• WHAT IS BEING ASKED:
Output as a JSON list of strings, one string per line, the lines that run from the one containing "Where can the green foliage" through the end of the records, both ends included and blank lines omitted.

• Position identification records:
((
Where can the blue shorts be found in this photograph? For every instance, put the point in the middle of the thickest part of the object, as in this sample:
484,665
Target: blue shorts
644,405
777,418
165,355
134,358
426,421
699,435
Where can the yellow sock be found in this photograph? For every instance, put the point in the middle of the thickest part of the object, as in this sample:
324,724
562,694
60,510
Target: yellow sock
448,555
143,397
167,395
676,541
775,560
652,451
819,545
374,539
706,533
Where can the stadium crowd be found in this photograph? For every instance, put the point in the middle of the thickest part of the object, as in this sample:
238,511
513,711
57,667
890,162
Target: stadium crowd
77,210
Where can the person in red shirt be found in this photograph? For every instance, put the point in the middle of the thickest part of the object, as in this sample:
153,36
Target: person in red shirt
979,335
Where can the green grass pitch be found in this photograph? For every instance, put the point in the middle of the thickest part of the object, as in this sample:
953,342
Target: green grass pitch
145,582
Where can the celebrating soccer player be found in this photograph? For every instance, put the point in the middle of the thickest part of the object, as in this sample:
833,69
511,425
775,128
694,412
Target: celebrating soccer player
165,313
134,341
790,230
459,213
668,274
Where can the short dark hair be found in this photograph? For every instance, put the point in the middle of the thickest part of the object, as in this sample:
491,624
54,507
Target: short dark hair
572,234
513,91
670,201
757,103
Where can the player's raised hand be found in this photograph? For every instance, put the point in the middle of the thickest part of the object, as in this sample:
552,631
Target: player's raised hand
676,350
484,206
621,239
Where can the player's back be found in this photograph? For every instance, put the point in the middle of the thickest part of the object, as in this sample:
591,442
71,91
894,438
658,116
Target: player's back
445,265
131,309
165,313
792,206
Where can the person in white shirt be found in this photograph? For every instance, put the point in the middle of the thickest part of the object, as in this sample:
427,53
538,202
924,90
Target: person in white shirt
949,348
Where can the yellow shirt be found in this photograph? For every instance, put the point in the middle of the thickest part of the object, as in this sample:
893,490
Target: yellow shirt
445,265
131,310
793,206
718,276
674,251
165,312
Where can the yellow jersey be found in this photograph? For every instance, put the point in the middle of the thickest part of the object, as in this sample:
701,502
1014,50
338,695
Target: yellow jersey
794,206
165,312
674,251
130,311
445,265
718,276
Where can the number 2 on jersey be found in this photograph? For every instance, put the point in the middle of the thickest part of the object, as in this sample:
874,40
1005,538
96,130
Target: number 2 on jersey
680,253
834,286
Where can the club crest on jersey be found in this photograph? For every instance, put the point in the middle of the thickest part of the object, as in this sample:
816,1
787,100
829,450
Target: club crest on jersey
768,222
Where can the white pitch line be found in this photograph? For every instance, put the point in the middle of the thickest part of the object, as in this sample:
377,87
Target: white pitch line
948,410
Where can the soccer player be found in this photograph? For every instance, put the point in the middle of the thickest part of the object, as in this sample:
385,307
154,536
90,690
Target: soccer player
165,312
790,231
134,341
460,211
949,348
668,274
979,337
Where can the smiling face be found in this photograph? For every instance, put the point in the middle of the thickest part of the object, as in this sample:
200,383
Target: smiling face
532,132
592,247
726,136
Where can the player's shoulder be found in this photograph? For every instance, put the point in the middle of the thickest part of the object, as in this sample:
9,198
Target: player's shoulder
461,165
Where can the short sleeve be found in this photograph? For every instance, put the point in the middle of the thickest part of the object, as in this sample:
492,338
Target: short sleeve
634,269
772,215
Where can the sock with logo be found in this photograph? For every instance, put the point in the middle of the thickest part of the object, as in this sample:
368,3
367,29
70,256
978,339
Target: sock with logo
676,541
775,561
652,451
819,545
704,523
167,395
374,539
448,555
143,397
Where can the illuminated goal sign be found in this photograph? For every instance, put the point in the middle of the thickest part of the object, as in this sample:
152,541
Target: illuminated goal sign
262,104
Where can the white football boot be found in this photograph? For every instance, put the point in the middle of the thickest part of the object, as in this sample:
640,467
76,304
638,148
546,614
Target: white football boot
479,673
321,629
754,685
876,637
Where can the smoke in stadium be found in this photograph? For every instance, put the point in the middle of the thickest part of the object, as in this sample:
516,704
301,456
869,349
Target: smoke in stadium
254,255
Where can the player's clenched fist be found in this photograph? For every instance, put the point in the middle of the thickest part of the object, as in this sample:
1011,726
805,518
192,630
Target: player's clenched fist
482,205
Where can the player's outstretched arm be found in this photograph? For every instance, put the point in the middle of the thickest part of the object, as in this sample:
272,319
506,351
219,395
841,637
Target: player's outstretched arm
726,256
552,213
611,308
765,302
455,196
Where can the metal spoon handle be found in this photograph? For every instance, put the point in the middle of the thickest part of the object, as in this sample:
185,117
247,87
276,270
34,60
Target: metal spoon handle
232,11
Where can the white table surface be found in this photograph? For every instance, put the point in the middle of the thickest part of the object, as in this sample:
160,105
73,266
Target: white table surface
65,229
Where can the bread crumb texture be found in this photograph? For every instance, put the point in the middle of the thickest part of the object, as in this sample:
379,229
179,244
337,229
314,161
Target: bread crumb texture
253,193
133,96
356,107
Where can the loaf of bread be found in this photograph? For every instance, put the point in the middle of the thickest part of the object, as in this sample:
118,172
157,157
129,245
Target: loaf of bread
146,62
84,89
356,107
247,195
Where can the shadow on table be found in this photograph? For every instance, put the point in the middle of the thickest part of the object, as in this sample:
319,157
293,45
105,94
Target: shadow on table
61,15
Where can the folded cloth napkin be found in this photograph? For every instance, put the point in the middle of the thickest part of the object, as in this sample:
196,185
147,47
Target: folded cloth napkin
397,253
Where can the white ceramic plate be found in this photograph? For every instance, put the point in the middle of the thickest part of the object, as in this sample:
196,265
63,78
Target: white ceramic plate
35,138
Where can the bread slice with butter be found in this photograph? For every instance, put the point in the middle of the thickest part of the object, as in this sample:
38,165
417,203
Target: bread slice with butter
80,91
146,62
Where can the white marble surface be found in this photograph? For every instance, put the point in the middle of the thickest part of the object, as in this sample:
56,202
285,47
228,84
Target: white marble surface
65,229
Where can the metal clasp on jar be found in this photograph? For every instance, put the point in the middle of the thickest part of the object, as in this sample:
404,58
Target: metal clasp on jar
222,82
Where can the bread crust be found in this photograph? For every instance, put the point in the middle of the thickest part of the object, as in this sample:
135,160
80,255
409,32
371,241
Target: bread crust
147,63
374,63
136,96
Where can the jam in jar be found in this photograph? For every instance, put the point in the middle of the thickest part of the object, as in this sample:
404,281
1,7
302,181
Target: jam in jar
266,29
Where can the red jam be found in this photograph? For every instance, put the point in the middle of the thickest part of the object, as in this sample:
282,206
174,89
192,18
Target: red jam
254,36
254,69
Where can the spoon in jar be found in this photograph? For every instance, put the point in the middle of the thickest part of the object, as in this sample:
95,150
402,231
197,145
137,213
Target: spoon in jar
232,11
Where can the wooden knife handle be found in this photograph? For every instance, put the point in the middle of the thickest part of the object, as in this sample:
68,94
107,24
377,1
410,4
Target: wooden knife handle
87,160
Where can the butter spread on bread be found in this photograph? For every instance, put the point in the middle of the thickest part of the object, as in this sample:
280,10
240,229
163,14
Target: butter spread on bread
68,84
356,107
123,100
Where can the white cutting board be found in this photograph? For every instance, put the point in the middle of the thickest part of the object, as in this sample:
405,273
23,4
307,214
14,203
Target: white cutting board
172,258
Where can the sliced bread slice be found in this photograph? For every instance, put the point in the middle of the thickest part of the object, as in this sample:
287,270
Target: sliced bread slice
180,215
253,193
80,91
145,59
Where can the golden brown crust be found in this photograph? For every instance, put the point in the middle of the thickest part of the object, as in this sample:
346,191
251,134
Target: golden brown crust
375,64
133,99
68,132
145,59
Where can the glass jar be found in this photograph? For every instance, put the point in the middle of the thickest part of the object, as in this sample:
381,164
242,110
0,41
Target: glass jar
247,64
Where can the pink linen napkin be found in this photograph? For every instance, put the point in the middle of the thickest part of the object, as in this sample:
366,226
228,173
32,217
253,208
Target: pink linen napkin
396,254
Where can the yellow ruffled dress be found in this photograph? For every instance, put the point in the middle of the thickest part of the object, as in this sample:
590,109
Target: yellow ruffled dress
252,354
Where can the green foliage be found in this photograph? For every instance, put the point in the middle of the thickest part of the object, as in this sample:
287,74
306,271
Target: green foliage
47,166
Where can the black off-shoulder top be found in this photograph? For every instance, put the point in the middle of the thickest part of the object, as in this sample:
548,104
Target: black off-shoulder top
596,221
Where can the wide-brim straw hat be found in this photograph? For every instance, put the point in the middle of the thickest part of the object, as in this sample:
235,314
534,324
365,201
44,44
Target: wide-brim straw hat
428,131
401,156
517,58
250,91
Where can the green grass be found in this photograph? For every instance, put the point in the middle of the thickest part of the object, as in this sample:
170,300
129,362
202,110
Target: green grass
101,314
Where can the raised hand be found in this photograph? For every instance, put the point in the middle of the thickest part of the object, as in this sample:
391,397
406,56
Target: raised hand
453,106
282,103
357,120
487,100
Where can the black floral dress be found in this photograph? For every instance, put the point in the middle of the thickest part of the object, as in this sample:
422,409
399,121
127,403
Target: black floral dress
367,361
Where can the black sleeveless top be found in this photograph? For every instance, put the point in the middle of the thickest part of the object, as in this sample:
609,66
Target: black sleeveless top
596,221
))
• TASK SOLUTION:
[
  "Where can the green foliage be found in this photograph? For every instance, put the point in the middle of the thickest part of the object, as in this sample:",
  "287,74",
  "306,271",
  "Target: green foliage",
  "47,166",
  "Where can the black off-shoulder top be found in this photograph? For every instance, put the point in the middle of the thickest part of the object, as in this sample:",
  "548,104",
  "Target: black off-shoulder top",
  "596,221",
  "Where can the wide-brim straw hat be found in this photograph? For every instance, put the point in the middle of the thickest part of the object, as in this sample:",
  "235,314",
  "534,324",
  "365,201",
  "44,44",
  "Target: wide-brim straw hat",
  "428,131",
  "401,156",
  "517,58",
  "250,91",
  "Where can the green grass be found in this photograph? For every instance, put the point in the middle of the thickest part of the object, as in this sample:",
  "170,300",
  "129,362",
  "202,110",
  "Target: green grass",
  "101,314",
  "Where can the raised hand be found in this photograph? For every instance, put the point in the middle of the thickest part of the object, as in this sample:",
  "391,397",
  "406,56",
  "Target: raised hand",
  "453,106",
  "282,103",
  "357,120",
  "487,100",
  "Where can the black floral dress be found in this photograph? For every instance, put the point in the middle of the thickest part of the object, as in this sample:",
  "422,409",
  "399,121",
  "127,403",
  "Target: black floral dress",
  "367,361",
  "Where can the black sleeveless top be found in this photograph? For every instance, put the point in the middle of the thickest part of the object, as in this sample:",
  "609,66",
  "Target: black sleeveless top",
  "596,221"
]